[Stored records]
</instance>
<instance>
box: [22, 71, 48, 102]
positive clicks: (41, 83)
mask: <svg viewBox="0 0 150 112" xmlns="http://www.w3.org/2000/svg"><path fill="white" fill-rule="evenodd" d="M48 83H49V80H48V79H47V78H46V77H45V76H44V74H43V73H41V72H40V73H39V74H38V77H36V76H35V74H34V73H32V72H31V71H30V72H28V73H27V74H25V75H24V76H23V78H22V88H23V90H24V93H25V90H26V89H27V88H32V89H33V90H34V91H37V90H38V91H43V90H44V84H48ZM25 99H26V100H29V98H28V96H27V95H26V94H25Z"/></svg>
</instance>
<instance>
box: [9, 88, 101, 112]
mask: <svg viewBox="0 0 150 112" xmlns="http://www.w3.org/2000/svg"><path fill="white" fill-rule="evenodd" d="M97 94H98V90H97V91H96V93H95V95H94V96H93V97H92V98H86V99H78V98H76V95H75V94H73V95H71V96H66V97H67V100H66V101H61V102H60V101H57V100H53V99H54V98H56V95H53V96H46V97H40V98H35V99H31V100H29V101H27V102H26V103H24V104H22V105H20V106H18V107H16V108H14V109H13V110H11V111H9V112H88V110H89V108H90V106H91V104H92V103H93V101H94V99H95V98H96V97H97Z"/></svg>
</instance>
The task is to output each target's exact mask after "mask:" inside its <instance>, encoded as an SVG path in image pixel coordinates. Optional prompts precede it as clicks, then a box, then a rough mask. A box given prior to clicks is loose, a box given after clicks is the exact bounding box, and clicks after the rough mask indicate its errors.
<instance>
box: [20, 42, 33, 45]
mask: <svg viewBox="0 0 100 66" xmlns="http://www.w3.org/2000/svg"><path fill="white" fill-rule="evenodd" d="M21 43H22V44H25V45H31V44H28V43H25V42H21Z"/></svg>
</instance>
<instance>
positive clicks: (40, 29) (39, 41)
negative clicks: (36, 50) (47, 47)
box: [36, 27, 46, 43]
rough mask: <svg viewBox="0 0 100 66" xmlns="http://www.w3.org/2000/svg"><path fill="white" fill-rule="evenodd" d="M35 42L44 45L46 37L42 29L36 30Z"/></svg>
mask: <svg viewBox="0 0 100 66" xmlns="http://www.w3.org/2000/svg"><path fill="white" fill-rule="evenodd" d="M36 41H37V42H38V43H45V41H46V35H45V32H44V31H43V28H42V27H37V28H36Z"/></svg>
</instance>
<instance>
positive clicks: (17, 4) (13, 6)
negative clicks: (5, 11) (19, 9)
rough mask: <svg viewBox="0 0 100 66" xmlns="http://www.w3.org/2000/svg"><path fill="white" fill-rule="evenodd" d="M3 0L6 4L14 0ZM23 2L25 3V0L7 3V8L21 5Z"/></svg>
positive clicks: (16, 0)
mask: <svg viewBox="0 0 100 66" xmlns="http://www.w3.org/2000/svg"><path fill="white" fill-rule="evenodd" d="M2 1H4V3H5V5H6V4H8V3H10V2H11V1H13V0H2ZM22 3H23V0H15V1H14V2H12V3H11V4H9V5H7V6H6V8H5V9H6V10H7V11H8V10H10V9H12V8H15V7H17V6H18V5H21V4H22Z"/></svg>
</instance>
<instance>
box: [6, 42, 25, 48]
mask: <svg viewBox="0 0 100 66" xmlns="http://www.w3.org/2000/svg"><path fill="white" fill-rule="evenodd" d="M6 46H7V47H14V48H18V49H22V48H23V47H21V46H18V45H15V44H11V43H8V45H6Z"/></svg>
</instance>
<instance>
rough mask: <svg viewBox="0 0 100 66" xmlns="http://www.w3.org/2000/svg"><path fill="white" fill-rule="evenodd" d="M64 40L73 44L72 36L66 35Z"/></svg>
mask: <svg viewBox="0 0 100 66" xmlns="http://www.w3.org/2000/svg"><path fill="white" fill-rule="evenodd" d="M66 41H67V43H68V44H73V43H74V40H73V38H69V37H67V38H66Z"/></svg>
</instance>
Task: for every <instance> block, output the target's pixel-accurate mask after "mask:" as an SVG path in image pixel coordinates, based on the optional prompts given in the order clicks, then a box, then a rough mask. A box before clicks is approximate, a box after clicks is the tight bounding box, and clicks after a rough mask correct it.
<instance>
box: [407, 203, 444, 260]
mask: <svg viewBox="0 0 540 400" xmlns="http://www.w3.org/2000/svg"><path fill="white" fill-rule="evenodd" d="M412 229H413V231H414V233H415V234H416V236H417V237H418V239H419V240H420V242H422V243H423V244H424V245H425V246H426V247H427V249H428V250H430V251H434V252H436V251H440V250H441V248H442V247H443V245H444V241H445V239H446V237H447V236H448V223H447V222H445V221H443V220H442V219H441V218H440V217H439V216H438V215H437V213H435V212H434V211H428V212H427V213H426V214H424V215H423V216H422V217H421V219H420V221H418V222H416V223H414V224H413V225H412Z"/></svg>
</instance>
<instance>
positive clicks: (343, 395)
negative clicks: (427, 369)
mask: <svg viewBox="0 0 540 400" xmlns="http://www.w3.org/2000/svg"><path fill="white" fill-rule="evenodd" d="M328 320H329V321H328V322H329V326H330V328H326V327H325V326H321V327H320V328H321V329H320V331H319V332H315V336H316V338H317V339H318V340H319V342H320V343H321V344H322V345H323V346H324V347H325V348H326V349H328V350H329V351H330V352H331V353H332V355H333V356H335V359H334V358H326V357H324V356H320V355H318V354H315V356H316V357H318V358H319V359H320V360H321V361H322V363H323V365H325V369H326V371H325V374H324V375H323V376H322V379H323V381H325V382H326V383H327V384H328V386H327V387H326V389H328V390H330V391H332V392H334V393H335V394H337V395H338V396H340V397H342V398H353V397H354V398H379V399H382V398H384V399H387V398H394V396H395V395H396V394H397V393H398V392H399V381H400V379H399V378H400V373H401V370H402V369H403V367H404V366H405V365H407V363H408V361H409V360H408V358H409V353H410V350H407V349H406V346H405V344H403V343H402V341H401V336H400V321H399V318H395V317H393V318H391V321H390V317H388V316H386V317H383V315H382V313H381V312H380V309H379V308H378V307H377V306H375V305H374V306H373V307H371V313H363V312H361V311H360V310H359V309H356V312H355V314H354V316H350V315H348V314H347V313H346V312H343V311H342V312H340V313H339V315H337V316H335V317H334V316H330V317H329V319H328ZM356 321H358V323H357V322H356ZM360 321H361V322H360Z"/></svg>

Problem description:
Which lines of the listing above contain the string "negative"? Extract each of those lines in full.

Response for this exercise:
negative clicks: (36, 50) (47, 47)
negative clicks: (5, 11) (19, 9)
negative clicks: (427, 369)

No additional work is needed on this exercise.